───── Data rows

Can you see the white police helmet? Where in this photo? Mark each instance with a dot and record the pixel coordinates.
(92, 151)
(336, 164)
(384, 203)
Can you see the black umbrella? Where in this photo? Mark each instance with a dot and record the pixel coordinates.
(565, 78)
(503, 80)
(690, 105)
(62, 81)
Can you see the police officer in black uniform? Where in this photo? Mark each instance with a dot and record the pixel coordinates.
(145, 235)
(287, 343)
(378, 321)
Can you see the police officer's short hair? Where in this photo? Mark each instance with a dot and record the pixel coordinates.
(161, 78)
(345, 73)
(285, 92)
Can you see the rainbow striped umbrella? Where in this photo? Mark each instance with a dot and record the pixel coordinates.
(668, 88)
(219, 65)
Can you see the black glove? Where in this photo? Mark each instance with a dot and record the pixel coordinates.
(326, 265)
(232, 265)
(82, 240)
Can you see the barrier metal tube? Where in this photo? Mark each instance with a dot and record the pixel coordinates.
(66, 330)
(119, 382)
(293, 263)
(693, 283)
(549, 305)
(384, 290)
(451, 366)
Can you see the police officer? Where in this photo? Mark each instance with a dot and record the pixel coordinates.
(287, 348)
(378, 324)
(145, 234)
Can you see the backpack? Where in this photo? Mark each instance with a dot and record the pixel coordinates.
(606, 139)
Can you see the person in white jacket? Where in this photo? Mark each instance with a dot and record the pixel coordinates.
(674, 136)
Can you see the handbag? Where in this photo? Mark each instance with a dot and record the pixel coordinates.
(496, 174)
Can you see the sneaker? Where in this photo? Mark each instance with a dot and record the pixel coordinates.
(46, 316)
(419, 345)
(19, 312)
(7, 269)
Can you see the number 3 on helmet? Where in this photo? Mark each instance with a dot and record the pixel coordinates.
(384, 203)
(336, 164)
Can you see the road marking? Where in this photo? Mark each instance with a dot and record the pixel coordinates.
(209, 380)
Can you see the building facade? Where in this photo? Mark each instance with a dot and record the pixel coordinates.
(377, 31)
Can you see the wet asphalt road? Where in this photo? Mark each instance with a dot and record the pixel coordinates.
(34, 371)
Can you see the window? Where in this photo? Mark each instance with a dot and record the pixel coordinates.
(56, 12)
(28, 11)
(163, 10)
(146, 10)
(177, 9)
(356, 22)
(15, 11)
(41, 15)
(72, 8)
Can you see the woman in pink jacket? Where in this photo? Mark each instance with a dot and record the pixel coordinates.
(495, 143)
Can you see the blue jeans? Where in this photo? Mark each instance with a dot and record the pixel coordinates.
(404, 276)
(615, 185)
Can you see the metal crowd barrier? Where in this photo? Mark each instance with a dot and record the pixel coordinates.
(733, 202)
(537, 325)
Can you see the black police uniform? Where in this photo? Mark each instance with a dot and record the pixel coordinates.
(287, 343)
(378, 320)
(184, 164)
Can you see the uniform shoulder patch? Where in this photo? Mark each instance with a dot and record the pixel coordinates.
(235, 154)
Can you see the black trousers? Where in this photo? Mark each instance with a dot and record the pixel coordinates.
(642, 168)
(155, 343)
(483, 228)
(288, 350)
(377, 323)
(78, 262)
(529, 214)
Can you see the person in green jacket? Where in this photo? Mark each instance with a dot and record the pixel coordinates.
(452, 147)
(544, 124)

──────────
───── Data rows

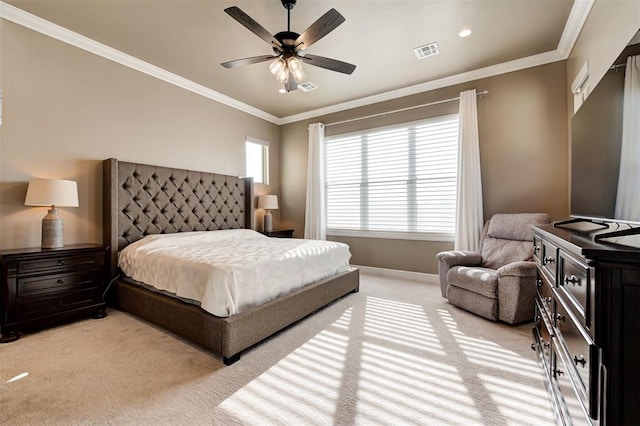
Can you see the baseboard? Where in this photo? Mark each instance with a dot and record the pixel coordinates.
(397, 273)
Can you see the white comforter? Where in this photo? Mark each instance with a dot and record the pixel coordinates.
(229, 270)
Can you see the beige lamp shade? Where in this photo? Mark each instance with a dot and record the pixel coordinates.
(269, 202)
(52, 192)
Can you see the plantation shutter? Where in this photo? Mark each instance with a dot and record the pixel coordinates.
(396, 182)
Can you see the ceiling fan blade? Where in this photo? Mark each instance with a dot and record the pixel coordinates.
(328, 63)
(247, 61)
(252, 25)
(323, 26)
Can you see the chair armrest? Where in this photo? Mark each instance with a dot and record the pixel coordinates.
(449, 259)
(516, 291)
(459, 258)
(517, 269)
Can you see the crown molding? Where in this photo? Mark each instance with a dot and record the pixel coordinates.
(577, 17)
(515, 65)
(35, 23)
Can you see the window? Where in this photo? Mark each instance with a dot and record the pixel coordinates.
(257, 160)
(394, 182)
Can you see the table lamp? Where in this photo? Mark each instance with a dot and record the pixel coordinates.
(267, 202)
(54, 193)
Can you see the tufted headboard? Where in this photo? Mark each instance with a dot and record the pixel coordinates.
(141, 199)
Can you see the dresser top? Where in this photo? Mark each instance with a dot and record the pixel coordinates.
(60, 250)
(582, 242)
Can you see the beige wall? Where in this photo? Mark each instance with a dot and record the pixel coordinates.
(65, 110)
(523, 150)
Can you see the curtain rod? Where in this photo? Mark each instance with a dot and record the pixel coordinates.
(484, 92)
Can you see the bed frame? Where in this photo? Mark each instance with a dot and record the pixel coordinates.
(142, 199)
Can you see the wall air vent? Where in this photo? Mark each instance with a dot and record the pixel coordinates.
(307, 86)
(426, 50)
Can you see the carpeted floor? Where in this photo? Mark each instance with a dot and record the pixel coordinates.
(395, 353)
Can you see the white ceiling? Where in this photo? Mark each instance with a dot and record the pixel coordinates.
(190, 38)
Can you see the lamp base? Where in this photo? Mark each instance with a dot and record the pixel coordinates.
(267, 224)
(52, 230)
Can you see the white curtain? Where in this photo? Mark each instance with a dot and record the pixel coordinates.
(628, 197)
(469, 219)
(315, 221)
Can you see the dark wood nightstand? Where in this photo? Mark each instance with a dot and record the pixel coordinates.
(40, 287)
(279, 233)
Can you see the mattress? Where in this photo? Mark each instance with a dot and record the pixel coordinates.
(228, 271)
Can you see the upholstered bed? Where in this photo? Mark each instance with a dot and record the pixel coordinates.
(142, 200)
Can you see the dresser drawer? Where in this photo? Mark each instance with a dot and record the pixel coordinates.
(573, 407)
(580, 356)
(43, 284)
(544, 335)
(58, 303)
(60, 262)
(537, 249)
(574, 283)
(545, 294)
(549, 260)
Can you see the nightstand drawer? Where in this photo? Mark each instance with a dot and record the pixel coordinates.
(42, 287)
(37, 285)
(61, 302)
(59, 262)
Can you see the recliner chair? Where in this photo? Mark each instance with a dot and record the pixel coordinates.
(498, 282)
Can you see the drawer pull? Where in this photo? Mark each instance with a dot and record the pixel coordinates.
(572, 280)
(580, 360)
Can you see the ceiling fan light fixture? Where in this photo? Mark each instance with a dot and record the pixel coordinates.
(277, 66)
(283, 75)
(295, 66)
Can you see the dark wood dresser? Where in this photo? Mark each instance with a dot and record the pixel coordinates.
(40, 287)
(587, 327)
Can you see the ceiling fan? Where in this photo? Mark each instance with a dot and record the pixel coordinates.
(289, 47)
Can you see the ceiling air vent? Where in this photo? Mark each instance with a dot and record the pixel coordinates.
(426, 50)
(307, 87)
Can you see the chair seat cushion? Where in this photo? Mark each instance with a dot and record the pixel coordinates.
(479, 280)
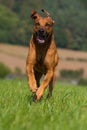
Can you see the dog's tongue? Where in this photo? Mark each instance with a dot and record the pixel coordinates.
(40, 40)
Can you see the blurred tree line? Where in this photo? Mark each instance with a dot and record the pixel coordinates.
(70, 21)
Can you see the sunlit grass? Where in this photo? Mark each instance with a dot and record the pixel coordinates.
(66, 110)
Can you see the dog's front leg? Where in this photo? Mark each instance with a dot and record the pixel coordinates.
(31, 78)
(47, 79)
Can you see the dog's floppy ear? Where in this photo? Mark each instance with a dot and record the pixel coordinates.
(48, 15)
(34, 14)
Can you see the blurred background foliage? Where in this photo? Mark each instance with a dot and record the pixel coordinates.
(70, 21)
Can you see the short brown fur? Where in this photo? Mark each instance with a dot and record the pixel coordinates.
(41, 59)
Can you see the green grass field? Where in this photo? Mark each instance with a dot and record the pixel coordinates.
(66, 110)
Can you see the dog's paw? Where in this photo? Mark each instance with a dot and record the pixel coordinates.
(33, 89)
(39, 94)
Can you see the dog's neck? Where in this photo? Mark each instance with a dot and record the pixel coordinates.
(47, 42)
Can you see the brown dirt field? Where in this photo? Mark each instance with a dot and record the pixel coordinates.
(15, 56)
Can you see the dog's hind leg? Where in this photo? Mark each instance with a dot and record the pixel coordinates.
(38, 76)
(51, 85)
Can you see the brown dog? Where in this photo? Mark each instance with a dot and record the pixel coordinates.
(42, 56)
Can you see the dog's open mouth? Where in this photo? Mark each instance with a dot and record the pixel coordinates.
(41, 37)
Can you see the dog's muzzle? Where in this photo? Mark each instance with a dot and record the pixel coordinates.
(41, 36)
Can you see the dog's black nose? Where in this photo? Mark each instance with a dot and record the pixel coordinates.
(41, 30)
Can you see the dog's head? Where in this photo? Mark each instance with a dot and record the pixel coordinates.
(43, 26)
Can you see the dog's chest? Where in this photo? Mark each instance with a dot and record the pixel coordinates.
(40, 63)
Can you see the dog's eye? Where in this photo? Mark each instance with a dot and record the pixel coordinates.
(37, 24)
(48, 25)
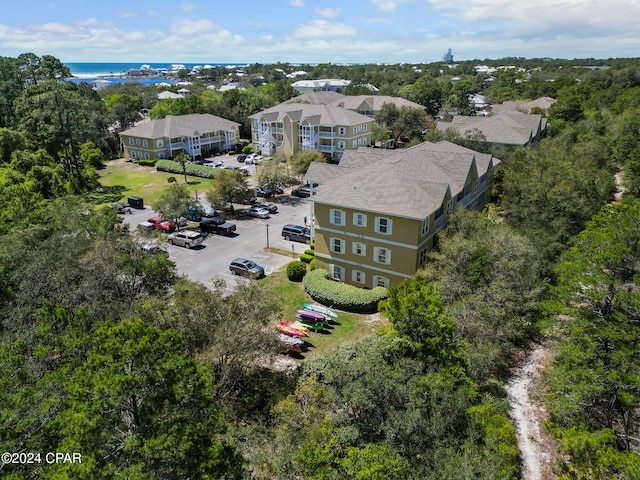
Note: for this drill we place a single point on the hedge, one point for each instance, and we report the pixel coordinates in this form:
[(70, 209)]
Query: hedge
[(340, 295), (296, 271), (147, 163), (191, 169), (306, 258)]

──────────

Job
Copy the material above word for word, from the line containing "Note: for this" down through the line containing "[(340, 295), (296, 271), (147, 163), (191, 169), (306, 258)]".

Task result
Note: for this drill we place a single point on the hedge, one point for each instance, and we report the pixel coordinates in this form:
[(70, 209)]
Query: hedge
[(340, 295), (296, 271), (147, 163), (191, 169), (306, 258)]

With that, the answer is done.